Solved – Train / Validate / Test sets in Caret

caretcross-validationglmnetmachine learningr

I want to use caret to compare two different classification algorithms. For example SVM and Elastic net.

I want to put aside some samples for test set and then use the rest of the samples for training the model, which involves tuning some parameters (like alpha and lambda for elastic net) for which I use cross validation as well. But once I fixed the model, I want to calculate it's performance on the test set (that was not used for parameter tuning).

I want to do 10 fold cross validation to calculate performance of each method (SVM vs Enet). Note that this cross validation should be in an outer loop than the cross validation used for parameter tuning for each method.

I was wondering if I can use Caret to do that.

In the pseudo code given by Caret (http://caret.r-forge.r-project.org/training.html) the first loop (line 2) is for each parameter set, and the next loop (line 3) is for each resampling iteration. Is it possible to add another outer loop such as (Line 0: for each resampling iteration) to this schema ?


EDIT: @topepo: yes we have a limited data, so we want to have multiple test sets. Use 90% data for training (including parameter tuning) and then calculate the performance on the 10% remaining data. then repeat this 10 times with different partitionings of the data.

Best Answer

Give this a try (modify the details as needed)

library(caret)

library(mlbench)
data(Sonar)

set.seed(1)
splits <- createFolds(Sonar$Class, returnTrain = TRUE)
    results <- lapply(splits, 
                      function(x, dat) {
                        holdout <- (1:nrow(dat))[-unique(x)]
                        data.frame(index = holdout, 
                                   obs = dat$Class[holdout])
                  },
                  dat = Sonar)
mods <- vector(mode = "list", length = length(splits))

## foreach or lapply would do this faster
for(i in seq(along = splits)) {
  in_train <- unique(splits[[i]])
  set.seed(2)
  mod <- train(Class ~ ., data = Sonar[in_train, ],
               method = "svmRadial",
               preProc = c("center", "scale"),
               tuneLength = 8)
  results[[i]]$pred <- predict(mod, Sonar[-in_train, ])
  mods[[i]] <- mod
}

lapply(results, defaultSummary)

================================

(PROBLEM 1):
Recast the records that open with the line containing "Target = city skyline" and close with the line containing "x=215 y=218" as a two-column CSV with the columns request and points. Give one row per request, put each field in quotes, and turn line breaks into spaces.

================================

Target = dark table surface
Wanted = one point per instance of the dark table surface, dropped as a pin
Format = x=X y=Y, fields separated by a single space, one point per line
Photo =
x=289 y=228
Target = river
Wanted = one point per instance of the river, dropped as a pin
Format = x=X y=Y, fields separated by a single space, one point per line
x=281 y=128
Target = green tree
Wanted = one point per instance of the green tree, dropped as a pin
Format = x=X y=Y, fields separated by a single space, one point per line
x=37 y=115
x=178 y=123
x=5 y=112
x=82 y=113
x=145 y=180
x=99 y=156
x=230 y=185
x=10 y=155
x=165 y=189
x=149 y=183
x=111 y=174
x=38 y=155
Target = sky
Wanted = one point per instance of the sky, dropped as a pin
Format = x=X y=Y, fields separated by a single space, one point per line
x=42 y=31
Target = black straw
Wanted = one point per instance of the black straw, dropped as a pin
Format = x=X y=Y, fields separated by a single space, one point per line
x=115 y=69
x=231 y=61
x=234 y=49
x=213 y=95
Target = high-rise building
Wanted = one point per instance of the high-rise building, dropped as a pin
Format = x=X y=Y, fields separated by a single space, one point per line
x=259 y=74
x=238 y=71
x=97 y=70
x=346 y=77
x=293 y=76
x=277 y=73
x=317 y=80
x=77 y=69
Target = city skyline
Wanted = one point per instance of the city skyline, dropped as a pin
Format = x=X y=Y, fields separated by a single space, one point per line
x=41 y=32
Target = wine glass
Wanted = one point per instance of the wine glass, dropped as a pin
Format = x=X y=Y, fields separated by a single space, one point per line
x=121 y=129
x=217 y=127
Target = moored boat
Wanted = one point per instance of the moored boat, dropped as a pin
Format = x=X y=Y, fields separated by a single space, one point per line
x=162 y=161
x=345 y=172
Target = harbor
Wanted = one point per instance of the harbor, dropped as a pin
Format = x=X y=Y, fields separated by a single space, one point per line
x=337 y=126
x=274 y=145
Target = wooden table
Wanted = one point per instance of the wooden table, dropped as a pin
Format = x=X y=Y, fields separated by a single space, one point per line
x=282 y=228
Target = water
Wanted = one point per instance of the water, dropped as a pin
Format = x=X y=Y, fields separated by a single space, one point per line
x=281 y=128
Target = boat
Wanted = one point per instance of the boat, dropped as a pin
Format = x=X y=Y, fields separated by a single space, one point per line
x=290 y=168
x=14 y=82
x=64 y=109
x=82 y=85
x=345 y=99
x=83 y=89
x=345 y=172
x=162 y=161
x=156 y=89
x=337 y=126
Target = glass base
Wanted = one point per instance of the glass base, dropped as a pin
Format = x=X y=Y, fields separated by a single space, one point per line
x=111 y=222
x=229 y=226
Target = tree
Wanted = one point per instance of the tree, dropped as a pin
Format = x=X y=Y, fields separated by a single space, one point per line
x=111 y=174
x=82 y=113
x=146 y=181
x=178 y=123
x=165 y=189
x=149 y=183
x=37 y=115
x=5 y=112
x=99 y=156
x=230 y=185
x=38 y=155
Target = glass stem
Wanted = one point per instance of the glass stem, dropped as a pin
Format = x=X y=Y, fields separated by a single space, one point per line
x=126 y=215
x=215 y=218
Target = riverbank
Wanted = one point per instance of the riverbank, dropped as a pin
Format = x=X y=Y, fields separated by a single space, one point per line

================================

(PROBLEM 2):
Translate this sentence from the caret forum thread into Spanish: "I was wondering if I can use Caret to do that."

(COMPLETE OUTPUT 1):
request,points
"Target = city skyline Wanted = one point per instance of the city skyline, dropped as a pin Format = x=X y=Y, fields separated by a single space, one point per line","x=41 y=32"
"Target = wine glass Wanted = one point per instance of the wine glass, dropped as a pin Format = x=X y=Y, fields separated by a single space, one point per line","x=121 y=129 x=217 y=127"
"Target = moored boat Wanted = one point per instance of the moored boat, dropped as a pin Format = x=X y=Y, fields separated by a single space, one point per line","x=162 y=161 x=345 y=172"
"Target = harbor Wanted = one point per instance of the harbor, dropped as a pin Format = x=X y=Y, fields separated by a single space, one point per line","x=337 y=126 x=274 y=145"
"Target = wooden table Wanted = one point per instance of the wooden table, dropped as a pin Format = x=X y=Y, fields separated by a single space, one point per line","x=282 y=228"
"Target = water Wanted = one point per instance of the water, dropped as a pin Format = x=X y=Y, fields separated by a single space, one point per line","x=281 y=128"
"Target = boat Wanted = one point per instance of the boat, dropped as a pin Format = x=X y=Y, fields separated by a single space, one point per line","x=290 y=168 x=14 y=82 x=64 y=109 x=82 y=85 x=345 y=99 x=83 y=89 x=345 y=172 x=162 y=161 x=156 y=89 x=337 y=126"
"Target = glass base Wanted = one point per instance of the glass base, dropped as a pin Format = x=X y=Y, fields separated by a single space, one point per line","x=111 y=222 x=229 y=226"
"Target = tree Wanted = one point per instance of the tree, dropped as a pin Format = x=X y=Y, fields separated by a single space, one point per line","x=111 y=174 x=82 y=113 x=146 y=181 x=178 y=123 x=165 y=189 x=149 y=183 x=37 y=115 x=5 y=112 x=99 y=156 x=230 y=185 x=38 y=155"
"Target = glass stem Wanted = one point per instance of the glass stem, dropped as a pin Format = x=X y=Y, fields separated by a single space, one point per line","x=126 y=215 x=215 y=218"

(COMPLETE OUTPUT 2):
Me preguntaba si puedo usar Caret para hacer eso.